* [REQUEST]: Copy out every row below word for word, keeping each line in its original order.

= = =

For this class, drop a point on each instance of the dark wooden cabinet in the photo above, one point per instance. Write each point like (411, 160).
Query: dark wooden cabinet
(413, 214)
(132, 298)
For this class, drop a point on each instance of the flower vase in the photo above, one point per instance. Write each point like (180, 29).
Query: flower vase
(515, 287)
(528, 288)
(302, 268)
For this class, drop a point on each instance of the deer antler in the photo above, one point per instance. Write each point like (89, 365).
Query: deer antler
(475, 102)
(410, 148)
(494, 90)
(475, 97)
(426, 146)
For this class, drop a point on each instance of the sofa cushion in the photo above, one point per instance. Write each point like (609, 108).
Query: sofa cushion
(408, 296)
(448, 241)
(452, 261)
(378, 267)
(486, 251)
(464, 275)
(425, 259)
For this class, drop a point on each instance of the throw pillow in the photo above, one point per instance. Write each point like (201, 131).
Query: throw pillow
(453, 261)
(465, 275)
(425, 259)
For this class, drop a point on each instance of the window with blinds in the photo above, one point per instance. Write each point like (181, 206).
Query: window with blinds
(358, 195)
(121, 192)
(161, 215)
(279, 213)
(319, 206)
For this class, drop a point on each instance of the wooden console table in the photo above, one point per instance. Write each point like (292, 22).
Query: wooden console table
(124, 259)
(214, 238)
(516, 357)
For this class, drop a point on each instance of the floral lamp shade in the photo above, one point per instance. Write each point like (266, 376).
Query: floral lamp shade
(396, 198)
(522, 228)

= = =

* [FULL RESPONSE]:
For this class, drop a point on each instance of the dark wooden cabinet in the photo above, one point per instance. Write each point like (411, 160).
Query: dark wooden cabinet
(413, 214)
(132, 298)
For this class, drop a point on each instance of the flower vase in the photo above, one point per instance. Write each point like (180, 29).
Query: flower vase
(515, 287)
(528, 288)
(302, 268)
For this class, drop a point on each instance of the deer antler in the photo above, one point per instance. Write each point like (89, 365).
Query: deer antler
(475, 102)
(410, 148)
(494, 90)
(475, 97)
(426, 146)
For this class, drop a point on each instance of the sofa cushion in the photo above, one point per instance. Write each point like (609, 108).
Query: sofa cushion
(408, 296)
(448, 241)
(452, 261)
(378, 267)
(486, 251)
(464, 275)
(425, 259)
For this class, drop a point on each instance of the throw pillow in the photo above, one point per instance. Write each point like (201, 131).
Query: throw pillow
(453, 261)
(465, 275)
(425, 259)
For this class, drop a point on each instance of the window with blinds in the photo above, one point per instance. Write each point like (181, 206).
Query: window with blinds
(358, 195)
(121, 192)
(161, 215)
(279, 213)
(319, 206)
For this class, drop a point on each instance of the wooden console table in the photo above, one point per instance. Write each point like (292, 22).
Query: wooden console table
(124, 259)
(214, 238)
(516, 357)
For this class, drop a point on each instance of the floral lamp shade in the photo above, one point per instance. Write each point like (266, 376).
Query: floral lamp shade
(396, 198)
(522, 228)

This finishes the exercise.